## Aim of the task
Only those lines in the data below from the line containing "[[426, 202], [116, 34], [218, 158]]" through the line containing "[[445, 265], [1168, 26], [562, 461]]", both included, should be restated word for word.

## Records shown
□ □ □ □ □
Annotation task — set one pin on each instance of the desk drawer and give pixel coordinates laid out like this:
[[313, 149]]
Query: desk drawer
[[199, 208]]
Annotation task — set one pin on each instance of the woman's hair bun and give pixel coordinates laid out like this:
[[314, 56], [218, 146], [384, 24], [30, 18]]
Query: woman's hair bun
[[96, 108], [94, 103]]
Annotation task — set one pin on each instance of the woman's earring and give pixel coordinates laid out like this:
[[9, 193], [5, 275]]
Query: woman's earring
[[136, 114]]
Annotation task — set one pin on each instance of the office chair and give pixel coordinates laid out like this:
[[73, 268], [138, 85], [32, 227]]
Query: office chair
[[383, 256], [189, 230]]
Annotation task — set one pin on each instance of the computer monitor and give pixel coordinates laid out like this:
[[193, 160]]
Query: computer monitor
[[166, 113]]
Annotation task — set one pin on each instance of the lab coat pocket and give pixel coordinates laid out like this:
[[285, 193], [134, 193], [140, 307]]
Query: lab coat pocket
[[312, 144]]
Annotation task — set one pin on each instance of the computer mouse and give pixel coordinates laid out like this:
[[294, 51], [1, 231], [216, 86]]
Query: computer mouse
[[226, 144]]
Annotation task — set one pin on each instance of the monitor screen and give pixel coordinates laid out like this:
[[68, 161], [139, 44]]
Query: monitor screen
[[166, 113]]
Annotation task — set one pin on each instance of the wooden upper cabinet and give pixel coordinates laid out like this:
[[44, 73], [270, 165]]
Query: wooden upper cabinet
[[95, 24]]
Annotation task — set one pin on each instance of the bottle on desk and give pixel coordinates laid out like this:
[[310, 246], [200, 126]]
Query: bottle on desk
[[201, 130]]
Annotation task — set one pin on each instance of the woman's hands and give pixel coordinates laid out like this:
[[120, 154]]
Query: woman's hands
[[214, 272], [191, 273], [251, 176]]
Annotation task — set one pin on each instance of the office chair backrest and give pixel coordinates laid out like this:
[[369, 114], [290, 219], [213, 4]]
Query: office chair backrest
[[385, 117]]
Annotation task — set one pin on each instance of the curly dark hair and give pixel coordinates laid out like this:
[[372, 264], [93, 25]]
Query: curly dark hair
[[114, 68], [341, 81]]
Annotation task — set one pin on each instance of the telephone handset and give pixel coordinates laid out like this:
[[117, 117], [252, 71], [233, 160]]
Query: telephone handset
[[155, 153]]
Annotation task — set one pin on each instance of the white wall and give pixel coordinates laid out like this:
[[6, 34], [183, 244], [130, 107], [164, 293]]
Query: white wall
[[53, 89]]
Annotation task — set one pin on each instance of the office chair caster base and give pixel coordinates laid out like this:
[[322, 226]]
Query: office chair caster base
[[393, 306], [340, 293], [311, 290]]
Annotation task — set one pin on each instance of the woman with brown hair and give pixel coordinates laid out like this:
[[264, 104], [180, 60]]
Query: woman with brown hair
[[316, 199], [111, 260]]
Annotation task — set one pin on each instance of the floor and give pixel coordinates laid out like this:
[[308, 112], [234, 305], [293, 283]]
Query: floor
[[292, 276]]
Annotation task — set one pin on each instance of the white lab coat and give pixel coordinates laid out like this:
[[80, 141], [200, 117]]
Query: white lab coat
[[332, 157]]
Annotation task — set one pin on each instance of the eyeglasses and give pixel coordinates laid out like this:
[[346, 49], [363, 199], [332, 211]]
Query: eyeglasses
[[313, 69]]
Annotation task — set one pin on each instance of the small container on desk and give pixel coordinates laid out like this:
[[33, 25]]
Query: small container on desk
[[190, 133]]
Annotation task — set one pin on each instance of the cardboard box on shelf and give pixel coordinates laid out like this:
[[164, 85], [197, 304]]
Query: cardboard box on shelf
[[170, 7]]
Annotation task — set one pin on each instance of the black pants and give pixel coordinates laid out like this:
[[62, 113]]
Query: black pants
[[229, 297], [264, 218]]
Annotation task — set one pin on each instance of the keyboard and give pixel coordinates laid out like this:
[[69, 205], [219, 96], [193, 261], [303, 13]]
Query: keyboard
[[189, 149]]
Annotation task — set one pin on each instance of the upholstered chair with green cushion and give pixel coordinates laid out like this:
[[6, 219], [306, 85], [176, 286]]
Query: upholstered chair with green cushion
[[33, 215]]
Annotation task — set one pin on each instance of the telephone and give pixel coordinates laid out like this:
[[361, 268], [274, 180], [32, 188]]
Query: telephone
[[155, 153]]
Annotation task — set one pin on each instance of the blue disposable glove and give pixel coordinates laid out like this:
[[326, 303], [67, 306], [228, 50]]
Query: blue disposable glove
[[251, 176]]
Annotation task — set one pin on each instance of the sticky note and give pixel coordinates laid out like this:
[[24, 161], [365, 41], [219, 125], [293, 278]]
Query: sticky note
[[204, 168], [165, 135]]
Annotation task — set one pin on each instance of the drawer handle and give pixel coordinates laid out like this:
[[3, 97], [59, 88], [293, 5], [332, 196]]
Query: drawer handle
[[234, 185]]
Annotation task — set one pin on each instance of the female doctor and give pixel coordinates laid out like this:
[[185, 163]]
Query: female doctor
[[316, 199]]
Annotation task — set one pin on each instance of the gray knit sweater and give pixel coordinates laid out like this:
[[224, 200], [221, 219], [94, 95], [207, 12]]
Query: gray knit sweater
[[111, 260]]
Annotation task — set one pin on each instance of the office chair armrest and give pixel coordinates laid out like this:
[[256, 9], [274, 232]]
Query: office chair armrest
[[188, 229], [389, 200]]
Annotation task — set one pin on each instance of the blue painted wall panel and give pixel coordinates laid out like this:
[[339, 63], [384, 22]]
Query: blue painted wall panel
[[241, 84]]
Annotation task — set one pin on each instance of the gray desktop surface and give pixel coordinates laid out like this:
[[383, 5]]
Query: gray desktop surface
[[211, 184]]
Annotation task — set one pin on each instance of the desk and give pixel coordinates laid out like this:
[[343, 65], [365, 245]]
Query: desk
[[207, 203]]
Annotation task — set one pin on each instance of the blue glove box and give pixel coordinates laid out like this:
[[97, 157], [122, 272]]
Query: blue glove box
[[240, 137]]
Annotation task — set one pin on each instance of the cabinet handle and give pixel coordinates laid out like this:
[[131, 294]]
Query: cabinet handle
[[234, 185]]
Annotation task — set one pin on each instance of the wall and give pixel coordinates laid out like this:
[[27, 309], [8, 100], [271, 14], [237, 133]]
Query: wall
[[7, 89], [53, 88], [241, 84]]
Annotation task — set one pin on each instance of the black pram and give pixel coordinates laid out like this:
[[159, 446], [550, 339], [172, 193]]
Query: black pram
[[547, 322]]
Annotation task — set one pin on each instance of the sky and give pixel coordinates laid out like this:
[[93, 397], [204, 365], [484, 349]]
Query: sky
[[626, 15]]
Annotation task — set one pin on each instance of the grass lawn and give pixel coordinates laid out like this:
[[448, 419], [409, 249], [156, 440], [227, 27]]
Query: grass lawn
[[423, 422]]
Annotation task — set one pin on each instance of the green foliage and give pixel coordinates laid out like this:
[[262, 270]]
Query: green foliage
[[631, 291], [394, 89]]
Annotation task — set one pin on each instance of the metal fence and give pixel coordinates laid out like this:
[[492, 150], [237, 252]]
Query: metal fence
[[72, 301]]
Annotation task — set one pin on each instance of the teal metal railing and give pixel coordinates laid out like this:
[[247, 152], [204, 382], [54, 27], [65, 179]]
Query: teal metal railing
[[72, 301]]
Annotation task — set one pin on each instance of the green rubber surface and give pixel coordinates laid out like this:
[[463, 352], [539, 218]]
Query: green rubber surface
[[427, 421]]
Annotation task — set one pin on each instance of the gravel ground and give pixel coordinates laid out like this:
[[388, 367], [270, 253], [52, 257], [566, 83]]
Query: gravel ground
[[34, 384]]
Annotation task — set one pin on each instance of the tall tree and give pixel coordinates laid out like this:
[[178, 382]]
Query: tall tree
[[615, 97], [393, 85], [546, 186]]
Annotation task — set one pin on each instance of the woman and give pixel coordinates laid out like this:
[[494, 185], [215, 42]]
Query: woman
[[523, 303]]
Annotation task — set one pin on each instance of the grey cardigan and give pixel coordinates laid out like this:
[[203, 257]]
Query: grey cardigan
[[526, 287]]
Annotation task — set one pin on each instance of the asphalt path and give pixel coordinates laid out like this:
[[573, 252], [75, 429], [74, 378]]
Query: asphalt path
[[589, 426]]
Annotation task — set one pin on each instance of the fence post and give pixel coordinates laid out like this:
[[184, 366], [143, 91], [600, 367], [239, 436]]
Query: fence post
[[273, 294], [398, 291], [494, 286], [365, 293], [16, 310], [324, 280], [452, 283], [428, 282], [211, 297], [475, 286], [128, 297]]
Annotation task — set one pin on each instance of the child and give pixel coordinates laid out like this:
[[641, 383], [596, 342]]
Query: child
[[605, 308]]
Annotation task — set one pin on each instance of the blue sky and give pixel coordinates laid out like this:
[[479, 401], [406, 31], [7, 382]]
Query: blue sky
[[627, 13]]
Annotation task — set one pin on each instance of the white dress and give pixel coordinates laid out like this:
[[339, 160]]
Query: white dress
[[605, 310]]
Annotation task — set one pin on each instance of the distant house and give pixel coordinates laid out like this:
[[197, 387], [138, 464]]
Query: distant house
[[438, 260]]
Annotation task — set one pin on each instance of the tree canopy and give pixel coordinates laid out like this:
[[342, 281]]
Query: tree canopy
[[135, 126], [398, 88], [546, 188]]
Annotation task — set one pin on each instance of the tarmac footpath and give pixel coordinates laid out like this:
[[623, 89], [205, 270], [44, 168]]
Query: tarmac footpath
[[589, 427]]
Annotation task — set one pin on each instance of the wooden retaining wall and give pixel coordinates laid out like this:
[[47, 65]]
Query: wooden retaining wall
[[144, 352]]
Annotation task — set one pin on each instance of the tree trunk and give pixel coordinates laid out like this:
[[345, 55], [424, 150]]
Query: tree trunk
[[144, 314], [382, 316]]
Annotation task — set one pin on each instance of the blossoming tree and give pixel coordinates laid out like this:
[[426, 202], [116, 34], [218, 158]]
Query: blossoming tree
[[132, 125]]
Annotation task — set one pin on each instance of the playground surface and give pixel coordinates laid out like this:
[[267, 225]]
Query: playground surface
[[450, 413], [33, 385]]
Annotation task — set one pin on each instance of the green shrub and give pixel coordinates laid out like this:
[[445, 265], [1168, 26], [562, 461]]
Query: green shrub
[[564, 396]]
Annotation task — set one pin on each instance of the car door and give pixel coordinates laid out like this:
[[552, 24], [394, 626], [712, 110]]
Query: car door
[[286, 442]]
□ □ □ □ □
## Exercise solution
[[426, 202], [116, 34], [218, 158]]
Query: blossoming tree
[[132, 125]]
Annotation task — set one pin on each instance of the playground surface and give pixel coordinates laid out like this:
[[267, 225]]
Query: playground surface
[[450, 413], [33, 385]]
Annotation task — set one pin on each instance of the green shrub and give pixel coordinates laid out like this:
[[445, 265], [1168, 26], [562, 461]]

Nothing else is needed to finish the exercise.